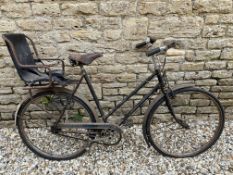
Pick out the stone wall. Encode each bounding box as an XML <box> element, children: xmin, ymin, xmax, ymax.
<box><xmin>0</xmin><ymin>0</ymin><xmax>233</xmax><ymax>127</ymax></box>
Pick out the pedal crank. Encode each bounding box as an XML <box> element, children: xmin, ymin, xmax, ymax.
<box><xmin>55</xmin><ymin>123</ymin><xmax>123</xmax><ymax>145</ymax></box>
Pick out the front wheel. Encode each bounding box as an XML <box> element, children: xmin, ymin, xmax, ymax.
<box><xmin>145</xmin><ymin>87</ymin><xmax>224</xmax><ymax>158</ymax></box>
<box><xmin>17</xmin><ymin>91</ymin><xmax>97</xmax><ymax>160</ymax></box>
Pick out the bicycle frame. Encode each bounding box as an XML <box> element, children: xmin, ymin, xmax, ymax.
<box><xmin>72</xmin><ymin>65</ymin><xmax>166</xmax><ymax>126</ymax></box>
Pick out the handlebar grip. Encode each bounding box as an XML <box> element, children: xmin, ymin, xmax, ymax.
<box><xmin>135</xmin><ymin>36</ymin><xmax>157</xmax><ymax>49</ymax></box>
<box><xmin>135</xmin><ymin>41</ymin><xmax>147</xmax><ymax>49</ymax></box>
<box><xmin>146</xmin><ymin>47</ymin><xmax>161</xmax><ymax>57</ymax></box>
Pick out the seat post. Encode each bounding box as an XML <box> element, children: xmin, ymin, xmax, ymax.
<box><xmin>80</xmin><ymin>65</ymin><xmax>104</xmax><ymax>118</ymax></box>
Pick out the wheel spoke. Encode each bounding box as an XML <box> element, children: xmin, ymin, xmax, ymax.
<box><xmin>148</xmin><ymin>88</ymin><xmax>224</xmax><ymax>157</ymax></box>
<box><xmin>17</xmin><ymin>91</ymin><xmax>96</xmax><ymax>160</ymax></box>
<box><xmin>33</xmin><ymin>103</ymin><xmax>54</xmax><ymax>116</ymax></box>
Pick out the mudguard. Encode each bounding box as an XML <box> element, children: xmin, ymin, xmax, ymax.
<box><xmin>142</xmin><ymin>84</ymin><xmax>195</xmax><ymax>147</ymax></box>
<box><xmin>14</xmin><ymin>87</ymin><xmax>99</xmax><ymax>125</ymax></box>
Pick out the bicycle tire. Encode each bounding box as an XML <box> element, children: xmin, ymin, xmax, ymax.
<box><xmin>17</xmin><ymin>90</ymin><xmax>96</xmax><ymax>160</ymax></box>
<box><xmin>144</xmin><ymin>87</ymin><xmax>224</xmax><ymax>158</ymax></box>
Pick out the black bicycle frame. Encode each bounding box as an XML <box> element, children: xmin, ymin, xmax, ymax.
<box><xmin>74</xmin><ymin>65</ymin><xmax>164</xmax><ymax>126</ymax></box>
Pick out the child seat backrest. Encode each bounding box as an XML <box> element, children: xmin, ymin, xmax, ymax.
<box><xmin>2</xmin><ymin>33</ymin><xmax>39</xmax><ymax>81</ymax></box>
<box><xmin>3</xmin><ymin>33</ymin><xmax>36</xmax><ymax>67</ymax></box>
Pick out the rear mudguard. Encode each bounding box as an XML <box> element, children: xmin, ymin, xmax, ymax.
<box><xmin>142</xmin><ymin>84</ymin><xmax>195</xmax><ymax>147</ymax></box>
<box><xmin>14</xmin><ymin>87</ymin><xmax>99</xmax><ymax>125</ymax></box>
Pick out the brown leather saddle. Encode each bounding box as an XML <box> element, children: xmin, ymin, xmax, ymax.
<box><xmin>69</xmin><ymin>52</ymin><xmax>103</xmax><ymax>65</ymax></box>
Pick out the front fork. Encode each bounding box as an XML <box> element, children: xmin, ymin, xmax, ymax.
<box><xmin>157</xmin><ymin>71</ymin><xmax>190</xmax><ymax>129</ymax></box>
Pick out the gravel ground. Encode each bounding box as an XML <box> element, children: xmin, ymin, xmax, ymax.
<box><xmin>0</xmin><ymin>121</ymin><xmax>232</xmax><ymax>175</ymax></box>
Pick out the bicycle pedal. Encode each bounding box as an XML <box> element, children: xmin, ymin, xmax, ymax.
══════
Task goal: Where the data contains an image, skip the image and copy everything else exactly as it appears.

Finished exercise:
Pick out the stone wall. Encode each bounding box as an XML <box> element, children: xmin, ymin, xmax, ymax.
<box><xmin>0</xmin><ymin>0</ymin><xmax>233</xmax><ymax>127</ymax></box>
Pick out the pedal crank. Encode each bounding box as an XML <box> element, children: xmin, ymin, xmax, ymax.
<box><xmin>55</xmin><ymin>123</ymin><xmax>123</xmax><ymax>145</ymax></box>
Pick out the front wheel. Encode each bounding box as an XML <box> element, children: xmin, ymin, xmax, ymax.
<box><xmin>145</xmin><ymin>87</ymin><xmax>224</xmax><ymax>158</ymax></box>
<box><xmin>17</xmin><ymin>91</ymin><xmax>97</xmax><ymax>160</ymax></box>
Pick out the bicycle frame. Encode each bounding box as an XML <box> element, children: xmin, ymin, xmax, ymax.
<box><xmin>72</xmin><ymin>65</ymin><xmax>166</xmax><ymax>126</ymax></box>
Pick out the handlebar grip. Encode each bounding box as an XML <box> element, children: xmin, ymin, xmax, ymax.
<box><xmin>135</xmin><ymin>36</ymin><xmax>157</xmax><ymax>49</ymax></box>
<box><xmin>135</xmin><ymin>41</ymin><xmax>147</xmax><ymax>49</ymax></box>
<box><xmin>146</xmin><ymin>47</ymin><xmax>161</xmax><ymax>57</ymax></box>
Pick out the seat post. Encode each bounding box as an XML <box> element, children: xmin, ymin, xmax, ymax.
<box><xmin>80</xmin><ymin>65</ymin><xmax>104</xmax><ymax>118</ymax></box>
Pick out the wheel spoke. Encode each bounding box as an XML <box> element, children: xmin, ymin, xmax, ymax.
<box><xmin>148</xmin><ymin>88</ymin><xmax>224</xmax><ymax>157</ymax></box>
<box><xmin>17</xmin><ymin>91</ymin><xmax>96</xmax><ymax>160</ymax></box>
<box><xmin>33</xmin><ymin>103</ymin><xmax>54</xmax><ymax>116</ymax></box>
Pick out the mudguard. Encode each bounding box as an XML <box> element, children: xmin, ymin, xmax, ymax.
<box><xmin>142</xmin><ymin>84</ymin><xmax>195</xmax><ymax>147</ymax></box>
<box><xmin>14</xmin><ymin>87</ymin><xmax>99</xmax><ymax>125</ymax></box>
Pick out the bicycle tire. Encode each bounding box as an XML <box> element, children: xmin, ymin, xmax, ymax.
<box><xmin>17</xmin><ymin>90</ymin><xmax>96</xmax><ymax>160</ymax></box>
<box><xmin>144</xmin><ymin>87</ymin><xmax>224</xmax><ymax>158</ymax></box>
Pick out the black bicycle frame. Encode each bounding box as an XML <box> element, children: xmin, ymin, xmax, ymax.
<box><xmin>74</xmin><ymin>65</ymin><xmax>164</xmax><ymax>126</ymax></box>
Pick out the child seat backrest. Encode each bounding box as an XML <box> element, children: xmin, ymin, xmax, ymax.
<box><xmin>2</xmin><ymin>33</ymin><xmax>39</xmax><ymax>81</ymax></box>
<box><xmin>3</xmin><ymin>33</ymin><xmax>36</xmax><ymax>67</ymax></box>
Pick out the rear mudguard. Encode each bounding box as an XML <box> element, children: xmin, ymin, xmax, ymax.
<box><xmin>142</xmin><ymin>84</ymin><xmax>195</xmax><ymax>147</ymax></box>
<box><xmin>14</xmin><ymin>87</ymin><xmax>99</xmax><ymax>125</ymax></box>
Pick out the brown leather saddle. Encode each bounding box as an XML <box> element, children: xmin, ymin, xmax, ymax.
<box><xmin>69</xmin><ymin>52</ymin><xmax>103</xmax><ymax>65</ymax></box>
Pick out the front fork. Encode each bounding box as an XML <box> element, children: xmin, ymin, xmax, ymax.
<box><xmin>157</xmin><ymin>71</ymin><xmax>190</xmax><ymax>129</ymax></box>
Pick out the gravel ground. Encode each bounding box as an XML <box> element, children: xmin, ymin, xmax, ymax.
<box><xmin>0</xmin><ymin>121</ymin><xmax>232</xmax><ymax>175</ymax></box>
Pick out the bicycle pedal. Encode each bounding box as an XML <box> element, children: xmin, ymin, xmax, ymax.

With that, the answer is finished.